▶ Extracted text:
══════════

Religious sisters work for an indigenous Church with an Amazonia


In the heart of the jungle in Cuzco, Peru, Sr. Giovanna Llerena Alfaro, a Dominican Missionary of the Rosary, walks alongside the Indigenous communities of Bajo Urubamba, promoting an Indigenous Church and a form of evangelization that arises from contemplation.

By Sr. Elaine Castro Matheuz

The Peruvian Amazon is a vast territory characterized by an immense biodiversity, Indigenous communities, and a rich cultural patrimony. It is a place of spirituality, where nature and the sacred are intertwined everywhere.

In this context, the mission to live and announce the Gospel takes on special value, as it requires listening, contemplating, and respecting God’s presence in all things.

A call to charity in the jungle

For seven years, Sr. Giovanna Llerena Alfaro, a Dominican Missionary of the Rosary, has had the grace of living in a corner of the jungle of Cuzco, Peru, in a privileged environment, which allows her to continue to carry on the mission of the first missionaries who reached these lands.

“We are three religious sisters, Dominican Missionaries of the Rosary, and two Dominican friars who share our vocation,” she explains. “We are on a mission to accompany the Indigenous people of Bajo Urubamba, promoting an Indigenous Church with an Amazon face, starting with the formation of pastoral agents in the different communities we visit.”

══════════

▶ Data records:
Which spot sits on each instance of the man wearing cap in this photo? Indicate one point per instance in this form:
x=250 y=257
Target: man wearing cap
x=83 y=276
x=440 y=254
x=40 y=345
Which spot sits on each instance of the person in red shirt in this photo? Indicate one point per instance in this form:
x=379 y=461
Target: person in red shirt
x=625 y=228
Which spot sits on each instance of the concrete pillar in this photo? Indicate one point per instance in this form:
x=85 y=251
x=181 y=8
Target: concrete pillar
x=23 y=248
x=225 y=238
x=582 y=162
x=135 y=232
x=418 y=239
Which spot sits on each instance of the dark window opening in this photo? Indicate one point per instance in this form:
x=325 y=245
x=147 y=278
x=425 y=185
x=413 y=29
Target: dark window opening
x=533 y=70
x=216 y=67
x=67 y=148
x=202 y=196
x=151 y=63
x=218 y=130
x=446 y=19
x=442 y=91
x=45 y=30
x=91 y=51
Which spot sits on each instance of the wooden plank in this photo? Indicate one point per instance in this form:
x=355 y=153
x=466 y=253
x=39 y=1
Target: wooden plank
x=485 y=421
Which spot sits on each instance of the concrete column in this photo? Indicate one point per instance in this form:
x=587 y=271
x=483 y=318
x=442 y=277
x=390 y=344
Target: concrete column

══════════

▶ Problem: Continue the article about the Dominican sisters' mission in the Peruvian Amazon, starting after its last sentence. The listing has no connection to the article about the Dominican sisters in the Peruvian Amazon.

▶ Result:
In a spirit of communion, Sr. Giovanna’s mission recalls the importance of “removing one’s shoes, because the place you are standing on is sacred.”

“It is important to remove one’s ideas and mindsets of protagonism, and to recognize that we are in a sacred place, a place of encounter, of interconnection, of cultural and spiritual wealth; a place filled with God,” she says.

Dominican Missionary of the Rosary Sister Giovanna Llerena Alfaro with Indigenous communities of Bajo Urubamba

Dominican Missionary of the Rosary Sister Giovanna Llerena Alfaro with Indigenous communities of Bajo Urubamba

A vocation that arises from the heart

What drives Sr. Giovanna to dedicate her life to the Peruvian jungle is a profound conviction which arises from herself and from her Congregation’s charism.

“I feel that it is in my congregational DNA,” she says. “My missionary vocation is complemented by my Congregation’s charism, which is evangelizing in places where the Church most needs us, and in these moments, I believe the Church needs us in the Amazon.”

Ever since she was young, Sr. Giovanna has been sure of wanting to be a missionary in the jungle.

In 2017, she began her service as an obstetrician in a hospital on the edge of the jungle of Cuzco. It was then that her Congregation first appeared in the Peruvian Amazon.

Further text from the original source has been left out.